«Sabemos que están cerca. No nos sentimos seguros», masculla Alassane Traoré mirando el camino por el que un grupo de rebeldes islamistas entró en esta ciudad del centro de Malí hace un par de semanas. Él mismo, musulmán y muecín, encargado de llamar a la plegaria y recitarla en la mezquita local, se puso nervioso cuando vio la fila de camionetas con yihadistas de la red extremista Al Qaeda circulando por la ciudad el 14 de enero, tras lo cual decidió poner a resguardo a su esposa e hijos.
Diabali está a unos 250 kilómetros al noreste de Bamako. «Eran violentos y destruyeron todo, pueden volver en cualquier momento», explica Alassane, en una conversación mantenida frente a su modesta mezquita pintada de azul. «Los vimos inhalar polvo blanco. No son buenos musulmanes». El año pasado, casi dos tercios de este país de África occidental fue ocupado por una coalición de grupos armados, integrada por Al Qaeda en el Magreb Islámico (AQIM, por sus siglas en inglés), el Movimiento por la Unidad y la Yihad y Ansar Dine, una organización islamista de tuaregs.
Los tuaregs son un pueblo nómada amazigh que ocupan partes de Malí y de Níger. Los islamistas radicales, que plantean la imposición de la shariá (ley islámica), se apoderaron de Diabali durante una semana hasta que fuerzas de Francia y el ejército de Malí lograron expulsarlos el 21 de enero.
Precisamente, la toma de Diabali por los insurgentes motivó la actual intervención francesa, solicitada por el presidente interino, Dioncounda Traoré, que terminó expulsando a los combatientes islamistas de tres ciudades clave del norte del país. Un par de automóviles quemados y tanques del ejército abandonados recuerdan a los visitantes los violentos enfrentamientos en la pequeña ciudad rodeada de arrozales. Banderas francesas ondean en comercios y motocicletas, colocadas por la población local, convencida de que los 2.500 efectivos de Francia los salvaron de un régimen islamista.
Los insurgentes armados, pese a ser analfabetos, «estaban mejor entrenados y equipados que el ejército de Malí», explica el soldado retirado, Diakaridia Doumbia, actual consejero de esta localidad. «Dijeron que estaban contra el gobierno, no contra la población. Pero no les creímos», explica el alcalde de Diabali, Oumar Diakité. «Escuchamos sobre la sharia en el norte, la amputación y los azotes; Mucha gente huyó sabiendo lo que iba a pasar, pese a que los terroristas trataron de engañarlos mostrándose amables», apunta.

* _Datos del conjunto_:
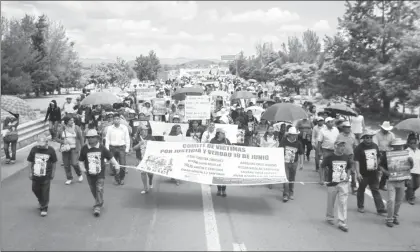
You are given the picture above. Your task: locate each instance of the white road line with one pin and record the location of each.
(239, 247)
(212, 234)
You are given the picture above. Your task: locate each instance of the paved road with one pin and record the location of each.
(185, 218)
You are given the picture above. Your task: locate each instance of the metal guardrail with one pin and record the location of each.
(28, 132)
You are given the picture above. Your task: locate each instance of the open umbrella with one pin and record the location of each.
(412, 124)
(16, 105)
(219, 93)
(180, 94)
(341, 109)
(268, 100)
(100, 98)
(242, 95)
(287, 112)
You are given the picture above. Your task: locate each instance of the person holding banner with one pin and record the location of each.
(140, 148)
(396, 165)
(177, 132)
(293, 157)
(195, 131)
(220, 138)
(337, 166)
(209, 134)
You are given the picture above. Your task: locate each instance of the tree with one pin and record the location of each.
(147, 67)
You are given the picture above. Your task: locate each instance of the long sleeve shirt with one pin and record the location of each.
(118, 136)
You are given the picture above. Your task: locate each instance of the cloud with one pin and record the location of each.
(232, 38)
(293, 28)
(271, 16)
(321, 25)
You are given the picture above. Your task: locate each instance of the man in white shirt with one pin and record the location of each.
(315, 133)
(68, 106)
(326, 140)
(117, 141)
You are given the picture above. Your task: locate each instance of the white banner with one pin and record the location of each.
(145, 93)
(215, 164)
(162, 128)
(197, 107)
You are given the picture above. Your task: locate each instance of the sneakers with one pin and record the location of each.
(343, 228)
(382, 211)
(96, 212)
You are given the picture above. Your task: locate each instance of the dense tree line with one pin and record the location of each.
(37, 56)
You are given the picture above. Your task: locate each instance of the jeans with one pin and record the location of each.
(412, 186)
(322, 174)
(317, 158)
(373, 183)
(395, 198)
(41, 189)
(288, 188)
(53, 128)
(118, 152)
(221, 188)
(70, 158)
(7, 145)
(96, 186)
(340, 192)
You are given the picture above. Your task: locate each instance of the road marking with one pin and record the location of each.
(239, 247)
(212, 234)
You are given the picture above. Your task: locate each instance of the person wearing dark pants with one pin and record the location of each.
(220, 138)
(118, 142)
(293, 156)
(118, 152)
(366, 157)
(42, 161)
(92, 162)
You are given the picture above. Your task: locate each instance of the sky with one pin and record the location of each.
(197, 30)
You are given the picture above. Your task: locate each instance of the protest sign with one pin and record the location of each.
(197, 107)
(398, 165)
(231, 131)
(214, 164)
(162, 128)
(143, 94)
(159, 107)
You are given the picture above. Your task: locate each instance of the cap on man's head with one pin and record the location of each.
(329, 119)
(92, 133)
(346, 124)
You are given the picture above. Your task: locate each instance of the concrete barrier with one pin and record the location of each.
(28, 132)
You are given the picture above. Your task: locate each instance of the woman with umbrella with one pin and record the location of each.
(220, 138)
(10, 137)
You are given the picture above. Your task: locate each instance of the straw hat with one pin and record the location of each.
(386, 125)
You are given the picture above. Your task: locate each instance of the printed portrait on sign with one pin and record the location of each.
(371, 159)
(94, 162)
(339, 171)
(289, 154)
(40, 165)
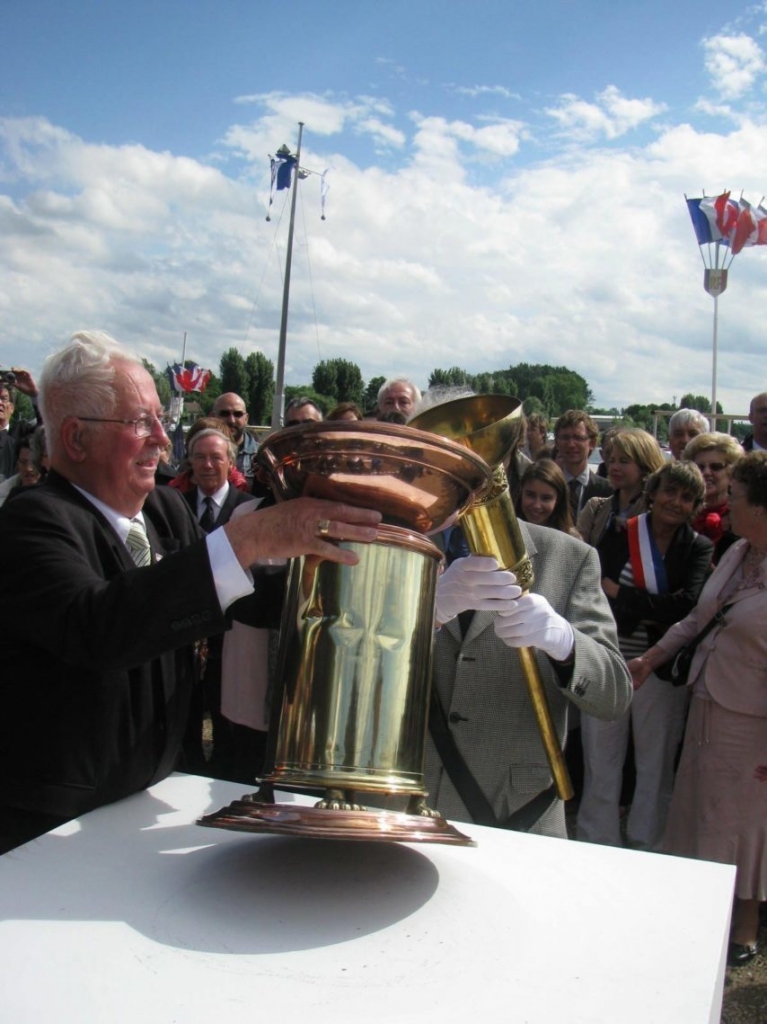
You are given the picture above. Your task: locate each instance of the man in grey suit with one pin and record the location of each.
(479, 682)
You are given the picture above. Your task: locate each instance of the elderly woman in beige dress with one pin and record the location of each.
(719, 807)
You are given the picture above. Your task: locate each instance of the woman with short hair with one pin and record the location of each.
(715, 455)
(652, 573)
(719, 808)
(633, 456)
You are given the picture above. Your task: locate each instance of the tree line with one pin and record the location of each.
(548, 390)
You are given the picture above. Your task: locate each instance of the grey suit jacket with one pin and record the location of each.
(480, 682)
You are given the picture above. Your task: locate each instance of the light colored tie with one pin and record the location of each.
(138, 544)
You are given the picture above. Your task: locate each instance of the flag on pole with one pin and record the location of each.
(714, 218)
(751, 228)
(187, 379)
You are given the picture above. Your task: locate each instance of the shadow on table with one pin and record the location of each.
(140, 861)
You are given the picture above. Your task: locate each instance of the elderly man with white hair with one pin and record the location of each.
(398, 396)
(683, 426)
(113, 583)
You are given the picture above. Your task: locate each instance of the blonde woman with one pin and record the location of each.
(715, 455)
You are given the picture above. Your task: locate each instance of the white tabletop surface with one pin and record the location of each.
(133, 913)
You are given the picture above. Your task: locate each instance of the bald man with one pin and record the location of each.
(230, 408)
(757, 440)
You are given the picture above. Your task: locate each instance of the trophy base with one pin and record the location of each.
(255, 815)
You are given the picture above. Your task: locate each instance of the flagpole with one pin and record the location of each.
(278, 409)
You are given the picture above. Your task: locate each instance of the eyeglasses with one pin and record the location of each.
(143, 425)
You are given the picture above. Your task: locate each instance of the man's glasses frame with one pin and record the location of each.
(142, 425)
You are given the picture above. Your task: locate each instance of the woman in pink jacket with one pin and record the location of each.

* _Objetivo_: Por favor, continúa el texto sobre la toma de Diabali por los islamistas a partir de donde se detiene. No hace falta consultar las entradas.

* _Respuesta_:
Las fuerzas especiales francesas siguieron hacia el norte, y la vida aquí parece haber vuelto a la normalidad. En los alrededores se estableció una pequeña guarnición de efectivos malíes a la espera de unos 4.500 soldados africanos, que serán desplegados en el país en las próximas semanas.
Inseguridad y ansiedad
Un poco más al norte, los residentes de Dogofiri no comparten el entusiasmo de los de Diabali. La gente mira para abajo y se rehúsa a hablar con extranjeros. «Sabemos que los terroristas todavía están escondidos en la maleza. Pueden volver en cualquier momento y tomar represalias», explica Ousmane Diarra, un comerciante de la zona
Los pocos puestos de control en el camino polvoriento, en los que están apostados dos o tres soldados del ejército con sandalias de plástico, no dan garantías a la población local. «El ejército de Malí no pudo frenar el avance islamista, huyeron. Y, a pesar de los ataques, la seguridad no se reforzó», cuenta un residente local que no quiere dar su nombre. «Puede volver a pasar en cualquier momento». No es el único que tiene temor, otros muchos también le teme al ejército regular. «Los soldados golpearon a un anciano. También ejecutaron a un hombre en plena luz del día», relata otro residente de Dogofiri, que añade, «dijeron que colaboraba con los islamistas».
En esa localidad, los tuaregs y los árabes, quienes destacan por su tez más clara, solían vender sus productos en el mercado local, pero se fueron después de eso. «Hay ansiedad», añade otra persona. «La gente le tiene miedo al ejército».
El viernes 1, la organización Human Rights Watch, con sede en Nueva York, acusó al ejército de Malí, responsable del derrocamiento del gobierno en marzo de 2012, de ejecutar a 13 islamistas a plena luz del día. En septiembre, a pocos kilómetros de Diabali, el ejército de Malí ejecutó a 16 predicadores musulmanes desarmados que cruzaban la frontera hacia Mauritania. La Federación Internacional de Derechos Humanos (FIDH), con sede en Francia, registró por lo menos 11 ejecuciones extrajudiciales en enero a manos del ejército.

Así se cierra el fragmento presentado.